Problem description: Repeat the data verbatim.

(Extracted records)
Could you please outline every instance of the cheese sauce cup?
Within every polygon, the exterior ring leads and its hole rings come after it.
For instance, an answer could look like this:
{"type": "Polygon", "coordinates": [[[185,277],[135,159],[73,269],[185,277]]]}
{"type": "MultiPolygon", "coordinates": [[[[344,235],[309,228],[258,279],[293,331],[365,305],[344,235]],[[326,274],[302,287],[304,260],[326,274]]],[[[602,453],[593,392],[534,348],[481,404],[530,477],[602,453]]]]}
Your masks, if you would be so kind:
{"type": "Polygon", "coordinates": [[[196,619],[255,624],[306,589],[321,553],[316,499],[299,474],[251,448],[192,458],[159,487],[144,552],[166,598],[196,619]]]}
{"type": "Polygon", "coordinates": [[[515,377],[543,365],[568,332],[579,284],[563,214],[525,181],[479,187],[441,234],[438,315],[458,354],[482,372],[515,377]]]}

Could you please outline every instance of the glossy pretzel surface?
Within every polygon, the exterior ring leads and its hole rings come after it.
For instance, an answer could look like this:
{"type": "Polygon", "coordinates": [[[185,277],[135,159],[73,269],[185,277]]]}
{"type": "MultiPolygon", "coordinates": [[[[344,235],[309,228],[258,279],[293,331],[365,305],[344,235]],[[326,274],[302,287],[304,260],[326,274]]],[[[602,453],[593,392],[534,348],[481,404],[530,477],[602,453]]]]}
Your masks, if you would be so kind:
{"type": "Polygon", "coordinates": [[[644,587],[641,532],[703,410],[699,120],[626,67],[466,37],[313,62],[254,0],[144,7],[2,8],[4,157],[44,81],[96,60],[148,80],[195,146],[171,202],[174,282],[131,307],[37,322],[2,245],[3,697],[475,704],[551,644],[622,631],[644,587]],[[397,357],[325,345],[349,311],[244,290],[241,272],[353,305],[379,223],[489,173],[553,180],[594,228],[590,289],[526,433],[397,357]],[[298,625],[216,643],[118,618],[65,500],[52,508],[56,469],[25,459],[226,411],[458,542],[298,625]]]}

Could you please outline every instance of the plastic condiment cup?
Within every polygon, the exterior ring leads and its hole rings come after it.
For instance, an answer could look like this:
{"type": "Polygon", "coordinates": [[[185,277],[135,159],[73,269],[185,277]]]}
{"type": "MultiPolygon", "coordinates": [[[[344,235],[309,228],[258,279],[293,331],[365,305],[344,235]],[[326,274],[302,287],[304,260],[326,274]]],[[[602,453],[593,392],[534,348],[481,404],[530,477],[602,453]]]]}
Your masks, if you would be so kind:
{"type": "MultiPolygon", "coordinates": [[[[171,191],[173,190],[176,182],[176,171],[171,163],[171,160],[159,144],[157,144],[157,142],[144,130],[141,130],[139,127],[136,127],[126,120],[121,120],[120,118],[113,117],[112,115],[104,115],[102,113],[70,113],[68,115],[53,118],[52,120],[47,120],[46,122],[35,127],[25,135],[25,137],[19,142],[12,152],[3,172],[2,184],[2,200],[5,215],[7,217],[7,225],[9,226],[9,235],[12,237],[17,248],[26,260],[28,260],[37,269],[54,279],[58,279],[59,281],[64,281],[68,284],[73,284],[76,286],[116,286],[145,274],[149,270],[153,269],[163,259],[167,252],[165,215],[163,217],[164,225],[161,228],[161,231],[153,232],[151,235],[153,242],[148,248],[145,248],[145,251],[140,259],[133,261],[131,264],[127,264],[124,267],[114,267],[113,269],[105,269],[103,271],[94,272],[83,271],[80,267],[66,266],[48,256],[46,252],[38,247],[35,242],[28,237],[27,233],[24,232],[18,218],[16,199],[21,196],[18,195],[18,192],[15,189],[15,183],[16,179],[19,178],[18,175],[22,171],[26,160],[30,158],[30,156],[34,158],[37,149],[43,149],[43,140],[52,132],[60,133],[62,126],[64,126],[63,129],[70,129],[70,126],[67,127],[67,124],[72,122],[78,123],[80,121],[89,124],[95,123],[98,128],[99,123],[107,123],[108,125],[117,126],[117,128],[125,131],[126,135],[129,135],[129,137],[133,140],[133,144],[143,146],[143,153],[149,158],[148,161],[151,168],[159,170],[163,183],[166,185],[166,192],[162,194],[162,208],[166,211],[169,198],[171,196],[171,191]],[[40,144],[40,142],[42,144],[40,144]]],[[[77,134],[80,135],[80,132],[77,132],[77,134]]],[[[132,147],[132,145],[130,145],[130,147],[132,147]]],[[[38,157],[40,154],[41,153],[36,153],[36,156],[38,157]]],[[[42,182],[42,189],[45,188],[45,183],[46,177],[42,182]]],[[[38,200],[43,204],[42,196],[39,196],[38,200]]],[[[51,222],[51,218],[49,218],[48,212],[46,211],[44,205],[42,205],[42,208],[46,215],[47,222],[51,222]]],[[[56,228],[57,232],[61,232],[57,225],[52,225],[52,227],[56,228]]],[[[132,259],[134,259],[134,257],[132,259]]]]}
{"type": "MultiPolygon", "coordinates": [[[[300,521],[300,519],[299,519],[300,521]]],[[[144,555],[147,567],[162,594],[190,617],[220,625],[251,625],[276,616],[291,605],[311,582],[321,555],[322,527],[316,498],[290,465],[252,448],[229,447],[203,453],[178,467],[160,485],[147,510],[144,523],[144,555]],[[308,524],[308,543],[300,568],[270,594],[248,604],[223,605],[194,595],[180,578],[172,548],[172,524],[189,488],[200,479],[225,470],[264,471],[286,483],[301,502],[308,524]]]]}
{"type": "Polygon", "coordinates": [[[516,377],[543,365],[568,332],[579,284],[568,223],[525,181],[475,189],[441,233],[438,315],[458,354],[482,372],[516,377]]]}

Response to the exercise:
Could you please outline every instance of the cheese sauce cup?
Within every polygon, the exterior ring leads and its hole rings come after it.
For instance, an answer could look like this:
{"type": "Polygon", "coordinates": [[[185,277],[135,159],[73,269],[185,277]]]}
{"type": "MultiPolygon", "coordinates": [[[[344,235],[309,228],[258,279],[293,331],[365,305],[344,235]],[[326,274],[302,287],[304,260],[326,274]]],[[[602,453],[593,392],[534,348],[481,404],[530,477],[602,453]]]]}
Your masks, if you would be so kind:
{"type": "Polygon", "coordinates": [[[196,619],[255,624],[306,589],[321,553],[316,499],[299,474],[251,448],[192,458],[159,487],[144,552],[166,598],[196,619]]]}
{"type": "Polygon", "coordinates": [[[515,377],[543,365],[568,332],[579,284],[563,214],[525,181],[479,187],[441,234],[438,315],[458,354],[482,372],[515,377]]]}

Could you please outline every instance of the glossy pretzel surface?
Within every polygon, the exterior ring leads and its hole rings come after it.
For instance, an answer could look like this:
{"type": "Polygon", "coordinates": [[[185,277],[135,159],[73,269],[185,277]]]}
{"type": "MultiPolygon", "coordinates": [[[[344,235],[309,228],[258,279],[293,331],[365,305],[344,235]],[[326,274],[302,287],[304,260],[326,274]]],[[[602,453],[593,392],[534,348],[481,404],[530,477],[602,453]]]]}
Your masks, if you would be so kind:
{"type": "Polygon", "coordinates": [[[644,587],[641,532],[703,410],[699,120],[626,67],[466,37],[313,62],[254,0],[144,7],[2,8],[4,157],[44,81],[96,60],[148,80],[195,146],[171,202],[174,282],[131,307],[37,322],[2,245],[3,697],[475,704],[551,644],[622,631],[644,587]],[[397,357],[325,345],[349,311],[244,290],[241,272],[353,305],[379,223],[489,173],[553,180],[594,228],[590,289],[526,433],[397,357]],[[298,625],[216,643],[118,618],[65,500],[52,508],[56,469],[25,459],[226,411],[458,542],[298,625]]]}

Could you please outline every instance of the plastic condiment cup?
Within every polygon, the exterior ring leads and its hole rings come after it.
For instance, an answer could look like this:
{"type": "Polygon", "coordinates": [[[185,277],[135,159],[73,269],[185,277]]]}
{"type": "MultiPolygon", "coordinates": [[[[344,235],[309,228],[258,279],[293,331],[365,305],[344,235]],[[326,274],[302,287],[304,260],[326,274]]],[[[602,453],[593,392],[534,348],[481,404],[530,477],[602,453]]]]}
Your masks, if you would be so kind:
{"type": "MultiPolygon", "coordinates": [[[[171,191],[173,190],[176,182],[176,171],[171,163],[171,160],[159,144],[157,144],[157,142],[144,130],[141,130],[139,127],[136,127],[126,120],[121,120],[120,118],[113,117],[112,115],[104,115],[102,113],[70,113],[68,115],[53,118],[52,120],[47,120],[46,122],[35,127],[25,135],[25,137],[19,142],[12,152],[3,172],[2,184],[2,200],[5,215],[7,217],[7,225],[9,226],[9,235],[12,237],[17,248],[26,260],[28,260],[37,269],[54,279],[58,279],[59,281],[64,281],[68,284],[73,284],[76,286],[116,286],[145,274],[149,270],[153,269],[163,259],[167,252],[165,215],[163,217],[164,225],[161,228],[161,231],[153,232],[151,235],[153,242],[148,248],[145,248],[145,251],[140,259],[133,261],[131,264],[127,264],[124,267],[114,267],[113,269],[105,269],[103,271],[94,272],[83,271],[80,267],[66,266],[48,256],[46,252],[38,247],[35,242],[28,237],[27,233],[24,232],[18,218],[16,199],[21,196],[18,195],[18,192],[15,189],[15,183],[16,179],[19,178],[18,175],[22,171],[26,160],[30,158],[30,156],[34,158],[37,149],[43,149],[43,140],[52,132],[60,133],[62,126],[64,126],[63,129],[70,129],[70,126],[67,127],[67,124],[72,122],[78,123],[80,121],[89,124],[95,123],[98,128],[99,123],[107,123],[108,125],[117,126],[117,128],[125,131],[126,135],[129,135],[129,137],[133,140],[133,144],[143,146],[143,153],[149,158],[148,161],[151,168],[159,170],[163,183],[166,185],[166,192],[162,194],[162,208],[166,211],[169,198],[171,196],[171,191]],[[40,144],[40,142],[42,144],[40,144]]],[[[77,134],[80,135],[80,132],[77,132],[77,134]]],[[[132,147],[132,145],[130,145],[130,147],[132,147]]],[[[38,157],[40,154],[41,153],[36,153],[36,156],[38,157]]],[[[42,182],[42,189],[45,188],[45,183],[46,177],[42,182]]],[[[38,200],[43,204],[42,196],[39,196],[38,200]]],[[[51,222],[51,218],[49,218],[48,212],[46,211],[44,205],[42,205],[42,208],[46,215],[47,222],[51,222]]],[[[56,228],[57,232],[61,232],[57,225],[52,225],[52,227],[56,228]]],[[[132,259],[134,259],[134,257],[132,259]]]]}
{"type": "MultiPolygon", "coordinates": [[[[300,521],[300,519],[299,519],[300,521]]],[[[144,555],[147,567],[162,594],[190,617],[220,625],[251,625],[276,616],[291,605],[311,582],[321,555],[322,527],[316,498],[290,465],[252,448],[229,447],[203,453],[178,467],[160,485],[147,510],[144,523],[144,555]],[[308,524],[308,543],[300,568],[270,594],[248,604],[223,605],[194,595],[180,578],[172,548],[172,524],[189,488],[200,479],[225,470],[264,471],[286,483],[301,502],[308,524]]]]}
{"type": "Polygon", "coordinates": [[[516,377],[543,365],[568,332],[579,284],[568,223],[525,181],[475,189],[441,233],[438,315],[458,354],[482,372],[516,377]]]}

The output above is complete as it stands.